# 引用文
^^^^^^^^

宮田 昌利氏/サンエス電気通信㈱社長
2025年9月号掲載

宮田 昌利氏
サンエス電気通信㈱社長
エネルギー
系統連系が弱い「再生エネ」、公共インフラとして整備すべき
電気から通信、インターネット、そして自然エネルギーを活用した再生エネルギーへと時代のニーズに応え、進化を遂げてきたサンエス電気通信㈱。
その宮田昌利社長に、再生エネが抱える問題点や北海道の経済振興への提言について語ってもらった。
「電気」「電話」から「ネット」「再生エネ」へ
――御社の沿革は。
私の祖父が、昭和22年に宮田電気を創業して浜中町で酪農の牛舎に送電線を敷設する北電の営農電化の下請けを行ったのが始まりです。
昭和33年には釧路市内に電気工事のサンエス電気を設立し、私の父もそこで働いていました。高度経済成長で電気工事の受注が伸び、昭和40年代になると企業や家庭の電話の需要で電線だけでなく、電電公社の下請けで電話線を敷設する事業へと拡大していきました。やがて父が電話線の通信事業として独立し、サンエス通信を設立しました。昭和54年にサンエス電気とサンエス通信が合併し、いまのサンエス電気通信になりました。

^^^^^^^^

# バウンディングボックスのラベル付け用エントリ
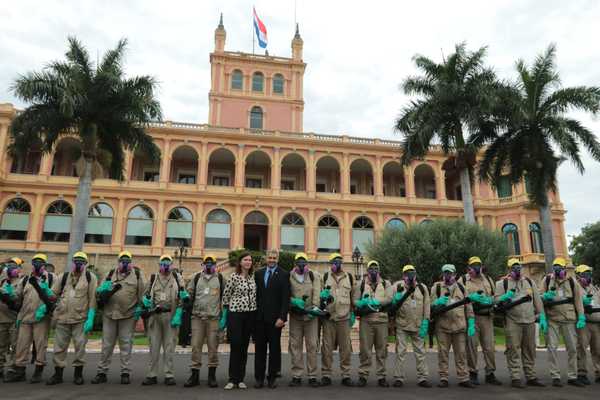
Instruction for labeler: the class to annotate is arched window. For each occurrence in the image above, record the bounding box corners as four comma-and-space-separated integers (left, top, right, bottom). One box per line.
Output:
0, 199, 31, 240
165, 207, 193, 247
273, 74, 284, 94
42, 200, 73, 242
529, 222, 544, 253
281, 213, 304, 251
352, 217, 375, 254
250, 106, 263, 129
231, 69, 244, 90
385, 218, 406, 231
252, 72, 265, 92
317, 215, 340, 253
502, 224, 521, 256
85, 203, 113, 244
204, 210, 231, 249
125, 205, 154, 246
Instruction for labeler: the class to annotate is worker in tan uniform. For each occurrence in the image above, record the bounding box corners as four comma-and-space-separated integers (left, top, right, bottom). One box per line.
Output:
542, 257, 586, 387
8, 253, 56, 383
319, 253, 355, 387
461, 256, 502, 385
0, 257, 23, 380
495, 258, 548, 389
390, 265, 431, 388
431, 264, 475, 389
92, 251, 145, 385
575, 265, 600, 385
142, 254, 189, 386
289, 253, 321, 387
184, 254, 225, 388
354, 260, 394, 387
46, 251, 98, 385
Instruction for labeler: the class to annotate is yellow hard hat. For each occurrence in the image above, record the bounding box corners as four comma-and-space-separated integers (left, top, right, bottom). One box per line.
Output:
552, 257, 567, 268
402, 264, 416, 273
506, 258, 521, 268
329, 253, 344, 262
73, 251, 88, 262
31, 253, 48, 262
468, 256, 483, 265
575, 264, 592, 274
294, 252, 308, 261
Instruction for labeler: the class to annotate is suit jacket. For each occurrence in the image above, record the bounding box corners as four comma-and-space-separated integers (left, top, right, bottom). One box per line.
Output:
254, 266, 290, 324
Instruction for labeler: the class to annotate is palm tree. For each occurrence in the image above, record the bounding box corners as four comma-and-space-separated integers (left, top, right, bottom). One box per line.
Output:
480, 45, 600, 269
395, 43, 499, 223
10, 37, 162, 268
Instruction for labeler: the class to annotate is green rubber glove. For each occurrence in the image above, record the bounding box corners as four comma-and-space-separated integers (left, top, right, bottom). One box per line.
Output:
171, 307, 183, 328
34, 303, 48, 322
575, 314, 585, 329
83, 308, 96, 333
467, 317, 475, 337
219, 307, 229, 331
419, 319, 429, 339
540, 313, 548, 335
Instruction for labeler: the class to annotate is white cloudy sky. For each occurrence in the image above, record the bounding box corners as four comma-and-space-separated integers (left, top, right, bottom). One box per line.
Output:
0, 0, 600, 241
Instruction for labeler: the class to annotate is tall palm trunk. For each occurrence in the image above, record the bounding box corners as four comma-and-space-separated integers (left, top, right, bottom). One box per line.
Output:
539, 195, 556, 272
460, 168, 475, 224
65, 158, 94, 271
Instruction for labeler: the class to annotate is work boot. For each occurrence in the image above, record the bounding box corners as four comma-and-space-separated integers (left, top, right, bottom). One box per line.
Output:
29, 365, 44, 383
92, 372, 106, 385
73, 365, 83, 385
183, 369, 200, 387
208, 367, 219, 388
46, 367, 65, 386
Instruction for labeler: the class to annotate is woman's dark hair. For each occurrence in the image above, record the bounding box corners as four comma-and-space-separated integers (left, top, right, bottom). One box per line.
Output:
235, 251, 254, 275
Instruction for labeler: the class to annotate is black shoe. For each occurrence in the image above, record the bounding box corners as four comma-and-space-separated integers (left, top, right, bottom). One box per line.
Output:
165, 376, 177, 386
73, 365, 83, 385
342, 378, 354, 387
46, 367, 64, 386
288, 378, 302, 387
577, 375, 592, 385
208, 367, 219, 388
567, 379, 585, 387
29, 365, 44, 383
183, 369, 200, 387
92, 373, 106, 385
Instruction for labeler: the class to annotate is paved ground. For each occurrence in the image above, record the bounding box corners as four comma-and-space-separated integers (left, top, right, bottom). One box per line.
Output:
0, 351, 600, 400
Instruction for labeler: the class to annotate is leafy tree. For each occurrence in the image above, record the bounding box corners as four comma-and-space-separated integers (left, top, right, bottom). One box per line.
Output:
395, 43, 500, 224
480, 45, 600, 270
368, 220, 509, 286
569, 221, 600, 281
9, 37, 162, 268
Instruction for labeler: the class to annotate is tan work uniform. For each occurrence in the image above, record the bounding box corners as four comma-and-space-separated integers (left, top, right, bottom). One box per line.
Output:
144, 272, 183, 378
495, 276, 544, 381
289, 271, 321, 379
0, 272, 22, 372
431, 282, 474, 382
462, 273, 496, 376
98, 268, 145, 374
187, 271, 225, 369
354, 277, 394, 379
15, 272, 56, 367
321, 271, 354, 378
52, 271, 98, 368
542, 274, 583, 379
393, 281, 431, 382
577, 285, 600, 379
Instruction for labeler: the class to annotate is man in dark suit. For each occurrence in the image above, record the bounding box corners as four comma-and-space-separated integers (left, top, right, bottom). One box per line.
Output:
254, 250, 290, 389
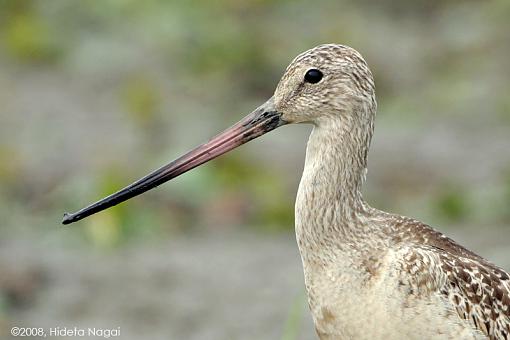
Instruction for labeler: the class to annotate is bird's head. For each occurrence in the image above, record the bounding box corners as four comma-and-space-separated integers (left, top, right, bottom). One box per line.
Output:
63, 44, 375, 224
273, 44, 375, 125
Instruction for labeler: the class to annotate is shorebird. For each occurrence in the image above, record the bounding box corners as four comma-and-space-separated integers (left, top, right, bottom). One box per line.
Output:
63, 44, 510, 339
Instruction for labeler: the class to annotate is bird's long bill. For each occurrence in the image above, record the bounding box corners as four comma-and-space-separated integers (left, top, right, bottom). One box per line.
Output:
62, 98, 285, 224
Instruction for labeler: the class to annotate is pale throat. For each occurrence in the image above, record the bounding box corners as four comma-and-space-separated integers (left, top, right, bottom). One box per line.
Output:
296, 114, 371, 236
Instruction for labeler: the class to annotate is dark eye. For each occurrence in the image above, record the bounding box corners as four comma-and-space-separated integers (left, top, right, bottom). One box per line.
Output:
305, 68, 322, 84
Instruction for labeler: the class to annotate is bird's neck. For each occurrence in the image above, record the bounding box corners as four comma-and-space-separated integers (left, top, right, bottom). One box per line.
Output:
296, 120, 372, 250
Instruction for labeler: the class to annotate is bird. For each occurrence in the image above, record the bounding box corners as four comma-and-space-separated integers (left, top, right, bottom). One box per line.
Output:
63, 44, 510, 339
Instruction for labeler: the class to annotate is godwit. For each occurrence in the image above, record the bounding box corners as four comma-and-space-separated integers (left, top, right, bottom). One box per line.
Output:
63, 44, 510, 339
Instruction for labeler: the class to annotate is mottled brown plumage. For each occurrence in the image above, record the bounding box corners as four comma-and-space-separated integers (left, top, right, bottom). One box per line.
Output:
63, 44, 510, 339
274, 44, 510, 339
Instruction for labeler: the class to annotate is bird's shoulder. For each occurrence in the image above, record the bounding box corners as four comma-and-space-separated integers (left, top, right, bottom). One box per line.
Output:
386, 218, 510, 339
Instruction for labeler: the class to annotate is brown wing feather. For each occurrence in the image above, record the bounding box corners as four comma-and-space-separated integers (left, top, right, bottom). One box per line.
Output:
399, 219, 510, 339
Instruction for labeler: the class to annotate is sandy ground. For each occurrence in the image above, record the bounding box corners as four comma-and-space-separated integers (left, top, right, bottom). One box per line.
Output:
0, 228, 510, 340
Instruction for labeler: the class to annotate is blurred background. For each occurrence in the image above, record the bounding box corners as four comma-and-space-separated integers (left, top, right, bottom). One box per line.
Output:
0, 0, 510, 340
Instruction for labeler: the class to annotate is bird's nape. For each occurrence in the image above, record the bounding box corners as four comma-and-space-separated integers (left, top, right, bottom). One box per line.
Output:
62, 98, 286, 224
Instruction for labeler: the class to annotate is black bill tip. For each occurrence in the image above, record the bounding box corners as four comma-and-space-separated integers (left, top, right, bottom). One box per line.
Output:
62, 213, 78, 224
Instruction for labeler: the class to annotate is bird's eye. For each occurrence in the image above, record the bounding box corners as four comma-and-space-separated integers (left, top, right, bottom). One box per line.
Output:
305, 68, 322, 84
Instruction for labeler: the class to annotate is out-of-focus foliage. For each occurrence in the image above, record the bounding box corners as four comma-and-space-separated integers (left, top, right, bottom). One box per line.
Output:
0, 0, 510, 340
0, 0, 510, 239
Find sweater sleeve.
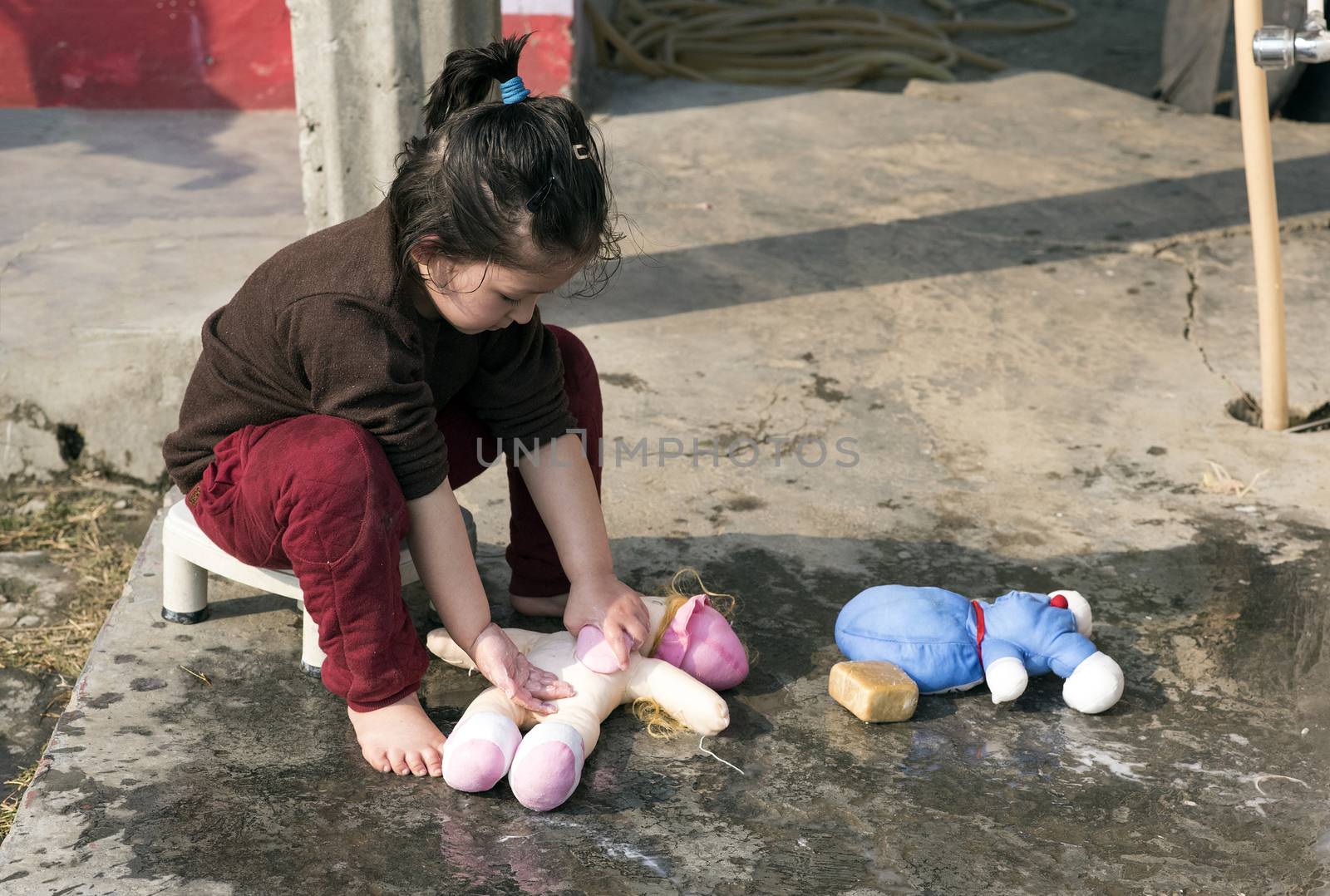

^^^^^^^^

# 作業内容
1 – 引用文について次の問いに答えよ。
(a) 掲載されたのは何年何月号か。
(b) 昭和33年に釧路市内に設立された電気工事の会社の名前は何か。
(c) サンエス電気とサンエス通信が合併したのは昭和何年か。
2 – 一覧の中で文字列「bill」を含む行を数え、その数だけを答えよ。
この一覧は引用文とは関係がない。

# 課題別の解答
1 –
(a) 2025年9月号
(b) サンエス電気
(c) 昭和54年

2 – 2